■ **Goal A**:
Please translate this sentence from the Holocaust film screenings article below into Spanish: "Directed by Jon Blair, “Anne Frank Remembered” won the 1996 Academy Award for Best Documentary Feature."
■ **Goal B**:
Extend the Holocaust film screenings article below, picking up after its final sentence.

■ **Passage shown**:
┄┄┄┄┄┄┄┄┄┄

Met Showing Films On Holocaust Theme Featured Movies Present Opposing Views
Got time for a free movie? How about two of them?
Art Cinema at The Met, in conjunction with the Gonzaga University Institute for Action Against Hate, is sponsoring the showing of two free Holocaust-themed movies on Wednesday.
“Anne Frank Remembered,” Jon Blair’s Oscar-winning documentary, will be paired with Errol Morris’ “Mr. Death: The Rise and Fall of Fred A. Leutchner Jr.”
“Anne Frank” will screen at 1:15 and 6:30 p.m. “Mr. Death” will screen at 4:20 and 9:05 p.m.
Directed by Jon Blair, “Anne Frank Remembered” won the 1996 Academy Award for Best Documentary Feature. Unlike other Anne Frank studies, which saw the Dutch girl mostly as a symbol of life cut short, Blair’s film presents her as a typical teenager. She is at once intelligent, headstrong, demanding, romantic, sexually curious and so frustrating to deal with at times that her parents - especially her mother - must have been tempted to toss her out the window.

┄┄┄┄┄┄┄┄┄┄

■ **Available data**:
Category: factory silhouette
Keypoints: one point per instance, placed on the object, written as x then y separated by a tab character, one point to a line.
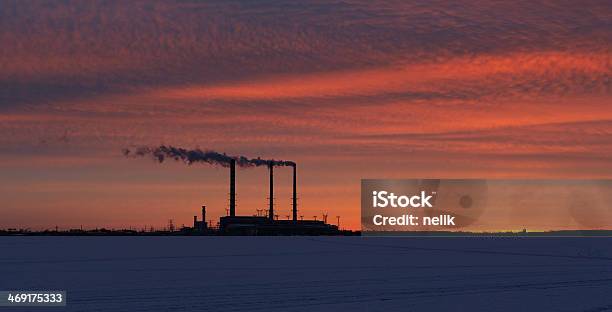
234	224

┄┄┄┄┄┄┄┄┄┄

■ **Written reply A**:
Dirigida por Jon Blair, «Anne Frank Remembered» ganó el Óscar de 1996 al mejor largometraje documental.

■ **Written reply B**:
Told through Anne’s diaries, and through interviews with surviving friends of the Frank family, Blair’s film gives the diary the real-life footing that other versions lack.
Morris, who shot to fame with 1988’s “The Thin Blue Line,” set out to make a film about Holocaust skeptic Fred Leutchner because he found him fascinating.
“I think there’s something inscrutable about human behavior and about Fred in particular,” Morris said at the 1999 Sundance Film festival.
And indeed there is. Leutchner is a self-educated engineer who pioneered the technology of capital punishment - refining such devices as the electric chair, the gas chamber and methods for lethal injection.
He ran into trouble when he took up what, to him, seemed to be a scientific challenge: proving the truth of whether Auschwitz was ever a death camp.
In the end, Leutchner became a fixture at various Holocaust revisionist conferences. His claim: It never happened.
“This film is not about responding to these allegations,” Morris said. “This is not about history being anything you can choose. It’s about false history.”
This sidebar appeared with the story: FREE SCREENINGS Two films
“Anne Frank Remembered” will screen at 1:15 and 6:30 p.m., “Mr. Death” at 4:20 and 9:05 p.m. Wednesday at The Met, 901 W. Sprague. Admission is free. (624-0810) Directed by Jon Blair, “Anne Frank Remembered” won the 1996 Academy Award for best documentary feature.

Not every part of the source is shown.